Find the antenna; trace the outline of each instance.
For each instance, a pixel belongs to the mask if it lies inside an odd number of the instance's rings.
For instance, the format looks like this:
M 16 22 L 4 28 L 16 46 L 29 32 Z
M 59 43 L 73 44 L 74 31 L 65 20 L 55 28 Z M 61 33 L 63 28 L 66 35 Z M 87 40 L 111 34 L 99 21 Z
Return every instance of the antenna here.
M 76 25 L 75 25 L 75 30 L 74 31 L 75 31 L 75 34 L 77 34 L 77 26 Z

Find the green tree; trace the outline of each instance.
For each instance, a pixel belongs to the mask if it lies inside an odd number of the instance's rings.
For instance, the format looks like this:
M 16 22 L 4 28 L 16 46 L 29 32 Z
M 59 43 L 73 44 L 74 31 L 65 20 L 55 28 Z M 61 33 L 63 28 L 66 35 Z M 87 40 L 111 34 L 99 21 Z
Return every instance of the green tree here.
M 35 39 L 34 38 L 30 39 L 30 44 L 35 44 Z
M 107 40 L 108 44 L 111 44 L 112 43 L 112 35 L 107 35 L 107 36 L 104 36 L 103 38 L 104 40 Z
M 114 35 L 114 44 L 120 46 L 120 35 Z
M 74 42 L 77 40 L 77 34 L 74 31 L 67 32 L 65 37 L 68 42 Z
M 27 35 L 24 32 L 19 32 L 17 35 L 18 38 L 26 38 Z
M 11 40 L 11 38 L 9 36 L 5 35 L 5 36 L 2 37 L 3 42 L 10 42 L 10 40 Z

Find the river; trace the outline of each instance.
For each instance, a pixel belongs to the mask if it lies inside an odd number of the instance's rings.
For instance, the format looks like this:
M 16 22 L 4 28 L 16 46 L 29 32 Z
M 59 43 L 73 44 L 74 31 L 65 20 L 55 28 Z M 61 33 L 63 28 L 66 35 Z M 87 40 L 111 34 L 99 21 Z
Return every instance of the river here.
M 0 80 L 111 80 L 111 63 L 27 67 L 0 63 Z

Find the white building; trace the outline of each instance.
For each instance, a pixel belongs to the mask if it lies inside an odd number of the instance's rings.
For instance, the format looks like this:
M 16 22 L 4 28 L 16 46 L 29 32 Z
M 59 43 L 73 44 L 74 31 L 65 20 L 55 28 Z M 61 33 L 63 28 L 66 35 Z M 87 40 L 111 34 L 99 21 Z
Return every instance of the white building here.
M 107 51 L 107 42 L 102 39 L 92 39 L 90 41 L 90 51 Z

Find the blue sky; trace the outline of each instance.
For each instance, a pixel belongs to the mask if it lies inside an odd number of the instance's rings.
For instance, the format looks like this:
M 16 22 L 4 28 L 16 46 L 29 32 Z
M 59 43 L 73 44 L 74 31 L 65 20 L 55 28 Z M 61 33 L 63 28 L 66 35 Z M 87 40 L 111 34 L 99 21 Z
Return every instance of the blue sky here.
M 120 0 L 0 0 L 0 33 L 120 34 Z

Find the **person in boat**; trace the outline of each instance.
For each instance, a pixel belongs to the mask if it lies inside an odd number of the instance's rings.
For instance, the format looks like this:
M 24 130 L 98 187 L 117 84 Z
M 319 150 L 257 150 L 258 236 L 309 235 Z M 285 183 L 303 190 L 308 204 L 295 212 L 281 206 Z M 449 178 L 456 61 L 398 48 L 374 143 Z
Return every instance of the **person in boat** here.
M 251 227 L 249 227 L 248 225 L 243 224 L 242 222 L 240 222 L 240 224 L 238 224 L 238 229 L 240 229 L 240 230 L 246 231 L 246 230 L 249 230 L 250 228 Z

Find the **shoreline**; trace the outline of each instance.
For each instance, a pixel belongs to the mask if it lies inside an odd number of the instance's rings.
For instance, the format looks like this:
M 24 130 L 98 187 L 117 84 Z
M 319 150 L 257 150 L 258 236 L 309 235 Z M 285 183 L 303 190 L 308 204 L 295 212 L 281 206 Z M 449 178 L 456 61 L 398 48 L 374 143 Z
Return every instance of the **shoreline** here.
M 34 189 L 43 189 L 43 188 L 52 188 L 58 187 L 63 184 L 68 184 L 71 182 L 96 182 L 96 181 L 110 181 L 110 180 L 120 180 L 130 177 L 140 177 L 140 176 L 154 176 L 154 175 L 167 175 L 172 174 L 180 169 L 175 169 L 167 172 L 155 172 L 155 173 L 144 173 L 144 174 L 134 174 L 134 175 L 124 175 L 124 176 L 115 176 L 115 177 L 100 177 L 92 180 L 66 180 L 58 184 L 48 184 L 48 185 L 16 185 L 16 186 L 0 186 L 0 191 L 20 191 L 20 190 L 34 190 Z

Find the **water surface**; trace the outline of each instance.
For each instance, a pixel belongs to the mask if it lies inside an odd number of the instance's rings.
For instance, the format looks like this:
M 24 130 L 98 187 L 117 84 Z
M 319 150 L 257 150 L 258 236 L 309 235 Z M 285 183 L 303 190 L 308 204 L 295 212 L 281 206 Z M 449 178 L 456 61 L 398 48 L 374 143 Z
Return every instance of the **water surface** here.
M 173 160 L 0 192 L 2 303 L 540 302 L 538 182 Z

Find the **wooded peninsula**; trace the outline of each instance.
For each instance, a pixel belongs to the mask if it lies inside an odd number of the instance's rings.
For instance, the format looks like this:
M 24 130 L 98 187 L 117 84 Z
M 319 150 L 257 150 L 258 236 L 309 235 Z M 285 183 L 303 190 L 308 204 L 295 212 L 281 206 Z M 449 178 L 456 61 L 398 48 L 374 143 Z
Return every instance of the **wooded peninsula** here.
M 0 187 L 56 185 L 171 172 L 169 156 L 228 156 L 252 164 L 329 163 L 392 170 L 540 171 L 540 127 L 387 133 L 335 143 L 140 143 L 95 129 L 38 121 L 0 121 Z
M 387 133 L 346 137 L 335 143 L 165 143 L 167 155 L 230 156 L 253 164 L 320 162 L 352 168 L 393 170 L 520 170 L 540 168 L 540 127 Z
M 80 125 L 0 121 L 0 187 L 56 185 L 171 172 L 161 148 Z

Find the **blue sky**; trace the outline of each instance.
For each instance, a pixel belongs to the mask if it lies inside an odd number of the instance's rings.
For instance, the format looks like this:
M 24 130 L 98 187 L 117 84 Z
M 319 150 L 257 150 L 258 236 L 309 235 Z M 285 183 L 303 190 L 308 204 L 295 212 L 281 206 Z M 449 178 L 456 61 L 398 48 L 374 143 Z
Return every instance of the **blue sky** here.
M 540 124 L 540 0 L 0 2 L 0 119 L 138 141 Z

--------------------------------------------------

• [Exercise task]:
Please revise the rows starting with the line with "Find the blue" and going on through the line with "M 251 227 L", replacing "trace the outline" with "draw the boundary" and changing nothing else. Give only those lines.

• [Answer for this exercise]:
Find the blue sky; draw the boundary of each instance.
For each instance, a pixel belongs to the mask if it lies inside an odd number of the instance's rings.
For instance, the format looks like this:
M 16 22 L 4 28 L 16 46 L 29 32 Z
M 59 43 L 73 44 L 74 31 L 65 20 L 55 28 Z M 61 33 L 63 28 L 66 35 Z M 87 40 L 111 34 L 99 21 Z
Return every instance of the blue sky here.
M 120 0 L 0 0 L 0 33 L 120 34 Z

Find the **person in boat**; draw the boundary of each instance.
For each instance, a pixel belongs to the mask if it lies inside an odd number of the instance's rings.
For instance, the format looks like this:
M 24 130 L 98 187 L 117 84 Z
M 319 150 L 257 150 L 258 236 L 309 235 Z M 285 183 L 303 190 L 308 204 L 295 212 L 281 206 Z M 449 178 L 456 61 L 398 48 L 374 143 Z
Return every instance of the **person in boat** here.
M 251 227 L 249 227 L 248 225 L 243 224 L 242 222 L 240 222 L 240 224 L 238 224 L 238 229 L 240 229 L 240 230 L 246 231 L 246 230 L 249 230 L 250 228 Z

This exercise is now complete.